Excerpted records –
◇ ◇ ◇ ◇

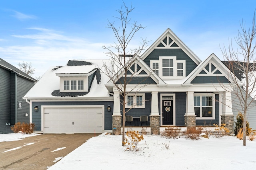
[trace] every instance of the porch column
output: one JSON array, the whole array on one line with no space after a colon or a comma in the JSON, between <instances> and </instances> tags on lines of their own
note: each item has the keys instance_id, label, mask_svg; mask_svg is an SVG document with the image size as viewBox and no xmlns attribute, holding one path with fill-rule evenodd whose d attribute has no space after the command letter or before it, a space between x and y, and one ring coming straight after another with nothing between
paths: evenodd
<instances>
[{"instance_id":1,"label":"porch column","mask_svg":"<svg viewBox=\"0 0 256 170\"><path fill-rule=\"evenodd\" d=\"M184 115L185 126L196 126L196 115L194 104L194 92L187 92L186 113Z\"/></svg>"},{"instance_id":2,"label":"porch column","mask_svg":"<svg viewBox=\"0 0 256 170\"><path fill-rule=\"evenodd\" d=\"M230 134L234 133L234 115L232 110L232 98L231 93L226 92L224 94L222 101L224 101L223 112L221 115L221 124L225 123L228 129Z\"/></svg>"},{"instance_id":3,"label":"porch column","mask_svg":"<svg viewBox=\"0 0 256 170\"><path fill-rule=\"evenodd\" d=\"M120 111L119 92L114 91L114 106L112 115L112 130L113 131L120 132L122 127L122 115Z\"/></svg>"},{"instance_id":4,"label":"porch column","mask_svg":"<svg viewBox=\"0 0 256 170\"><path fill-rule=\"evenodd\" d=\"M158 92L151 92L151 113L149 116L151 134L160 134L160 115L158 111Z\"/></svg>"}]
</instances>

◇ ◇ ◇ ◇

Exercise – Copy out every line of the items above word for word, leaving out the pictures.

Response to this task –
[trace] every instance of the porch column
output: one JSON array, the whole array on one line with no space after a colon or a comma in the JSON, between <instances> and </instances> tags on lines of their own
note: each item has the keys instance_id, label, mask_svg; mask_svg is an SVG document with the image size as viewBox and no xmlns attribute, holding one path with fill-rule evenodd whose d attribute has no space after the command letter or before it, a space between x and y, and one ring coming straight after another with nothing between
paths: evenodd
<instances>
[{"instance_id":1,"label":"porch column","mask_svg":"<svg viewBox=\"0 0 256 170\"><path fill-rule=\"evenodd\" d=\"M184 115L185 126L196 126L196 115L194 104L194 92L187 92L186 113Z\"/></svg>"},{"instance_id":2,"label":"porch column","mask_svg":"<svg viewBox=\"0 0 256 170\"><path fill-rule=\"evenodd\" d=\"M230 134L234 133L234 115L232 110L232 98L231 93L226 92L224 94L222 101L224 101L223 112L221 115L221 124L225 123L228 129Z\"/></svg>"},{"instance_id":3,"label":"porch column","mask_svg":"<svg viewBox=\"0 0 256 170\"><path fill-rule=\"evenodd\" d=\"M120 111L119 92L114 91L114 106L112 115L112 130L113 131L120 132L122 127L122 115Z\"/></svg>"},{"instance_id":4,"label":"porch column","mask_svg":"<svg viewBox=\"0 0 256 170\"><path fill-rule=\"evenodd\" d=\"M158 92L151 92L151 113L149 116L151 134L160 134L160 115L158 111Z\"/></svg>"}]
</instances>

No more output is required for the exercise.